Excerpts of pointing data
──────────────────────────────

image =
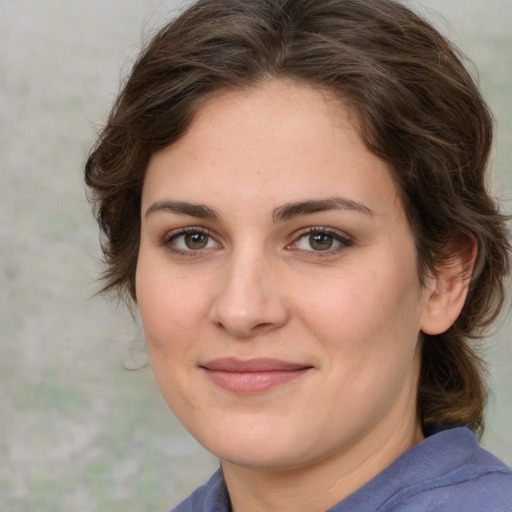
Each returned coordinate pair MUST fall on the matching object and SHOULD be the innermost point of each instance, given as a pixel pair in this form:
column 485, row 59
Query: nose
column 249, row 300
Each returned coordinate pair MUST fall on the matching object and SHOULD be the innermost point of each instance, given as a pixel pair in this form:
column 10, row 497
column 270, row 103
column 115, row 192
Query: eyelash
column 170, row 237
column 343, row 241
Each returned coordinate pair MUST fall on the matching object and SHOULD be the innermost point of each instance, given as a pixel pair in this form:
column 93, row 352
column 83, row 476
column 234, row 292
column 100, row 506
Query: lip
column 249, row 376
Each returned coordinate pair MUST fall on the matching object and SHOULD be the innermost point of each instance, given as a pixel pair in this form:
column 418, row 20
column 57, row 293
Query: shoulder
column 448, row 471
column 210, row 497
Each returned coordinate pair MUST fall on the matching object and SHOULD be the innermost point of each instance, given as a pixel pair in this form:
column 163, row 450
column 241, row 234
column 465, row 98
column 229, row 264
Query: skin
column 247, row 281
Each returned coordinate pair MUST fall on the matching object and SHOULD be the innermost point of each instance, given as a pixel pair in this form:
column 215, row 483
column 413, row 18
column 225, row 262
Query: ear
column 449, row 287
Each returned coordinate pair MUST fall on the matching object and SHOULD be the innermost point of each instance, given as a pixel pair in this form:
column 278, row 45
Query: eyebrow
column 183, row 208
column 285, row 212
column 291, row 210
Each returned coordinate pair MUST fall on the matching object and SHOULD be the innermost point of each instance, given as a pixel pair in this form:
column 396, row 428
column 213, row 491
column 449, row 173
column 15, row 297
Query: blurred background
column 78, row 429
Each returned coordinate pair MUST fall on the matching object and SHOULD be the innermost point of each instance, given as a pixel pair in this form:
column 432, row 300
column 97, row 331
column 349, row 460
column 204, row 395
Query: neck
column 323, row 483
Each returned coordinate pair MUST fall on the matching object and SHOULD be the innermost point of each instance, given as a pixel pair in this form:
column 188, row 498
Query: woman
column 293, row 194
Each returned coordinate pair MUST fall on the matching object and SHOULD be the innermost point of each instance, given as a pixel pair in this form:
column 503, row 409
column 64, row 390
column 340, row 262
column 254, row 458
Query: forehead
column 279, row 142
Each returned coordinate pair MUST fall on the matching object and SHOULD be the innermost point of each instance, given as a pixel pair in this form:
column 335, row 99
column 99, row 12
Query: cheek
column 169, row 309
column 365, row 311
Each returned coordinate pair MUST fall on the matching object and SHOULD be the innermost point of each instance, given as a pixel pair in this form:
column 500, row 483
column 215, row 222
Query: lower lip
column 253, row 382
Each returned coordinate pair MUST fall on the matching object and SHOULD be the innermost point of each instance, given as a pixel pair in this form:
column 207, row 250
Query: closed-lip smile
column 249, row 376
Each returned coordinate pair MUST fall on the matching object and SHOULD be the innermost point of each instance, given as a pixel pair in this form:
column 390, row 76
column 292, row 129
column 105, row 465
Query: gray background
column 77, row 430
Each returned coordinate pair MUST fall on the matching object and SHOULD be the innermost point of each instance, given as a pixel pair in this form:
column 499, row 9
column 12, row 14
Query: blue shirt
column 448, row 472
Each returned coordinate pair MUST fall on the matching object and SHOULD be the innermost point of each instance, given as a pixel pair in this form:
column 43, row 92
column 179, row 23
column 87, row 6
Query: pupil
column 320, row 241
column 196, row 241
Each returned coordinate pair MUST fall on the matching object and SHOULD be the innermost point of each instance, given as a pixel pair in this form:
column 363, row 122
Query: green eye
column 191, row 241
column 195, row 241
column 321, row 241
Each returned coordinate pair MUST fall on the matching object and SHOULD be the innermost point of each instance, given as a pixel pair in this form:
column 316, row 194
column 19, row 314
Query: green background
column 78, row 430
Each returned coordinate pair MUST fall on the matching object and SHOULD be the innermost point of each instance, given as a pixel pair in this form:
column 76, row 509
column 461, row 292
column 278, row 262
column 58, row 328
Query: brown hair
column 417, row 108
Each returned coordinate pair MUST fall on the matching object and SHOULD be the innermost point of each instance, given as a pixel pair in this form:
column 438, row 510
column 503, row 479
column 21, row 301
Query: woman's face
column 277, row 283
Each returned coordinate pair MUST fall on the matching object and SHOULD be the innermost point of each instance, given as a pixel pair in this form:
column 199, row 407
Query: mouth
column 253, row 375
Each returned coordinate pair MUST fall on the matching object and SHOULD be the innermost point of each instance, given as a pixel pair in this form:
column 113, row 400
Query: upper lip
column 259, row 364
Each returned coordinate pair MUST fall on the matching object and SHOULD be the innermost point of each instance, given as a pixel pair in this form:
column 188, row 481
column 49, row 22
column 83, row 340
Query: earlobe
column 448, row 289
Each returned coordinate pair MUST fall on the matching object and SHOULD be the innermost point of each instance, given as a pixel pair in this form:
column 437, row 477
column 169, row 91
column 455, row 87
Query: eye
column 320, row 240
column 191, row 240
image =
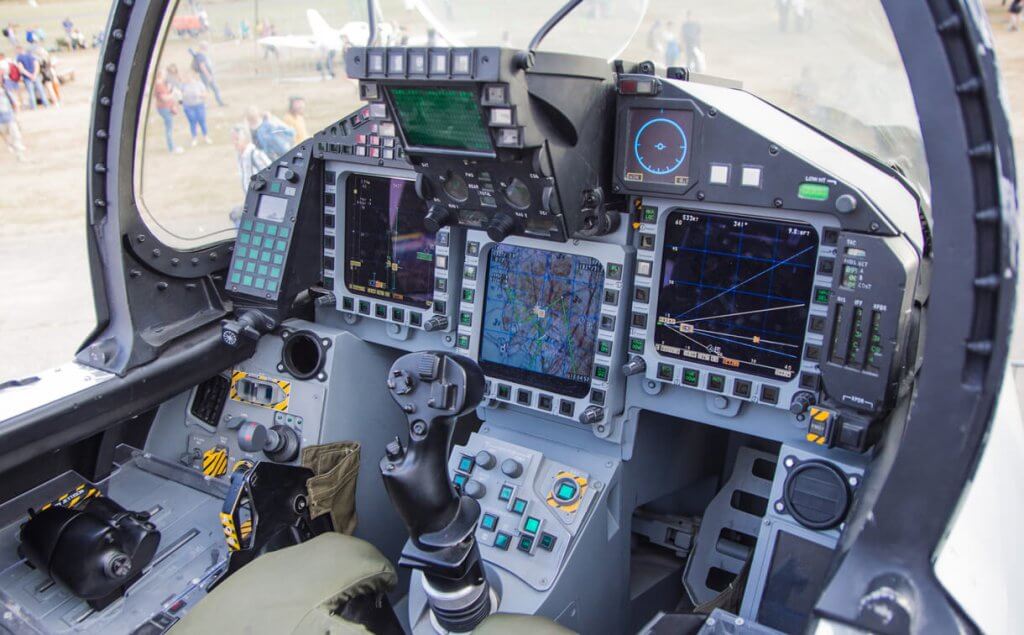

──────────────────────────────

Request
List every line of the listing above that contains the word "background", copying each one in full.

Problem solution
Query: blurred background
Query: gray background
Query: green background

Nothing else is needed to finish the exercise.